(Records from a data source)
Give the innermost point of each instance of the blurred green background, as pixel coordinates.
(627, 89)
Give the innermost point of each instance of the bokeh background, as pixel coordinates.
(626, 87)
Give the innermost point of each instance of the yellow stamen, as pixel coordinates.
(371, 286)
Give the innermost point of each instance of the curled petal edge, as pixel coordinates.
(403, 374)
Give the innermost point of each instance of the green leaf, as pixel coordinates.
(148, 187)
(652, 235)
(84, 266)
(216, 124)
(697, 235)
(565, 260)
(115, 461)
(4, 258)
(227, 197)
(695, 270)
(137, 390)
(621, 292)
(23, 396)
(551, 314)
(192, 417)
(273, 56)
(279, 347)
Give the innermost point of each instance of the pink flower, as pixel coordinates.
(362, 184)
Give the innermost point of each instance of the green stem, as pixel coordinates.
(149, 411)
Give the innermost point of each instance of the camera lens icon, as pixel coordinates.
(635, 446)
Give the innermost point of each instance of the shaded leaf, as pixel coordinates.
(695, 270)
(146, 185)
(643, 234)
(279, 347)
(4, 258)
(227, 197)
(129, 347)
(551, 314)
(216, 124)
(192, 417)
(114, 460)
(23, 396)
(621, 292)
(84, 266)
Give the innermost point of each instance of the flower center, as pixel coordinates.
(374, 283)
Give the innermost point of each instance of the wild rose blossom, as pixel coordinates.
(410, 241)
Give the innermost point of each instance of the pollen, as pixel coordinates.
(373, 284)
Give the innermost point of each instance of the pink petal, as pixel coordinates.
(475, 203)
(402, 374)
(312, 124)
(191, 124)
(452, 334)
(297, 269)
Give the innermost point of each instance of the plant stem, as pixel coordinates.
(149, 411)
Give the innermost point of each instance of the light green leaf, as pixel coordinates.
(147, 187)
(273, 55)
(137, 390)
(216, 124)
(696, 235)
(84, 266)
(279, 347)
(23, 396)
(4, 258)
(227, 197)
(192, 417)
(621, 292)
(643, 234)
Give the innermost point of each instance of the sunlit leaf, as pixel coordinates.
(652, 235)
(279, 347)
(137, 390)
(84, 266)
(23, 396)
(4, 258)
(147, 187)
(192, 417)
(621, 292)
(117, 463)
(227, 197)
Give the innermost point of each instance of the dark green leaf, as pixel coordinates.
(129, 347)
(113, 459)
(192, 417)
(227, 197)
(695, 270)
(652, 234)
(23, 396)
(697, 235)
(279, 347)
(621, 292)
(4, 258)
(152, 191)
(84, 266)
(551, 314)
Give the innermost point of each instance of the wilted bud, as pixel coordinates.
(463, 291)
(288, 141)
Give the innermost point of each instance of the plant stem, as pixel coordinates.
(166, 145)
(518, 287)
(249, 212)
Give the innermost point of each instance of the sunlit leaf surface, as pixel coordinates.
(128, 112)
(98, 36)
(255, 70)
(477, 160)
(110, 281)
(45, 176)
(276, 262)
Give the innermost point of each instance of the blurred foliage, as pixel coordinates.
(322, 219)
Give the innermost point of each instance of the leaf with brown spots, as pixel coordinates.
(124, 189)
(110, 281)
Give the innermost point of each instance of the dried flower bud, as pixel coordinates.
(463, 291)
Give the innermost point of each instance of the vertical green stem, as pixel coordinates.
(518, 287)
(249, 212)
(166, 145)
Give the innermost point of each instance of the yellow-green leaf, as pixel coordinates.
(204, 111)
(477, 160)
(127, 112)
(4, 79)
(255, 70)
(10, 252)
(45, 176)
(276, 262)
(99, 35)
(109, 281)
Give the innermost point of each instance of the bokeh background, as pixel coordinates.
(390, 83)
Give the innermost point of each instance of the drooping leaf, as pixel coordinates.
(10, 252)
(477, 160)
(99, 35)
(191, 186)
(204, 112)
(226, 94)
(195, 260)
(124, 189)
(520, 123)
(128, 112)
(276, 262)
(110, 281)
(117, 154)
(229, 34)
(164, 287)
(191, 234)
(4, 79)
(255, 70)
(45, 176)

* What the exercise asks *
Starting with the line containing "surface, as pixel coordinates." and going on through the end of the records, render the records as a two-column CSV with the columns text and answer, one row per record. Put each value in a single quoted field, with line breaks replaced by spaces.

* Solution to this problem *
text,answer
"Give the innermost point of each instance of the sunlit leaf surface, as pixel coordinates.","(128, 112) (98, 36) (255, 70) (477, 160) (110, 281) (45, 176) (276, 262)"
"Give the innermost point of each instance of the blurred foliage, as pixel coordinates.","(322, 219)"
"Give the innermost point of each instance of the leaf with brown spots, as pixel coordinates.","(124, 189) (110, 281)"
"Give the innermost point of each instance of the dried flower bud, as pixel coordinates.","(463, 291)"
"Give the innermost point of each instance of the vertical green stem, as pixel coordinates.","(518, 287) (249, 212) (166, 145)"
"Give the innermost point of each instance of the yellow-green leaf, as pixel coordinates.","(204, 111) (477, 160) (127, 112) (4, 79) (255, 70) (10, 252) (45, 176) (276, 262) (99, 35) (109, 281)"
"Give the innermost point of each instance of the bokeh background, as pixel coordinates.","(390, 83)"
"Give the innermost point of each instance of the drooping leaf, as pixel coordinates.","(10, 252) (477, 160) (99, 35) (191, 186) (204, 112) (226, 94) (195, 260) (124, 189) (520, 123) (128, 112) (276, 262) (110, 281) (117, 154) (229, 34) (164, 287) (191, 234) (4, 79) (255, 70) (45, 176)"